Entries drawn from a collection
»»
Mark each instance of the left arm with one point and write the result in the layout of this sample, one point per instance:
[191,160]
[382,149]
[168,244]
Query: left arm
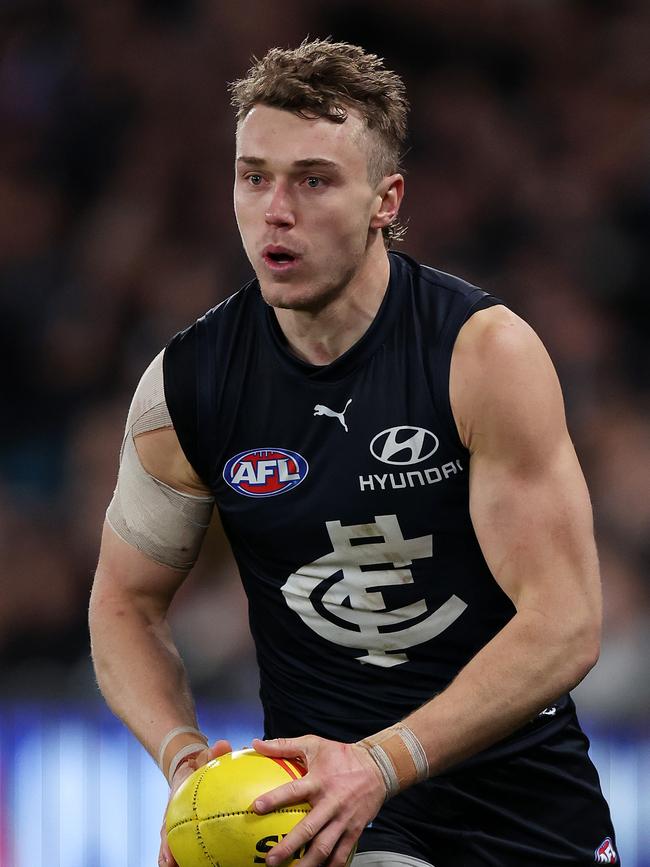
[531,513]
««
Given instruction: Copy every line of the records above verbatim, leaving the pictures out.

Task response:
Mark each instance of the left arm with one point and write the result in the layout of this sample, one point per instance:
[191,160]
[382,149]
[168,244]
Query: left arm
[531,513]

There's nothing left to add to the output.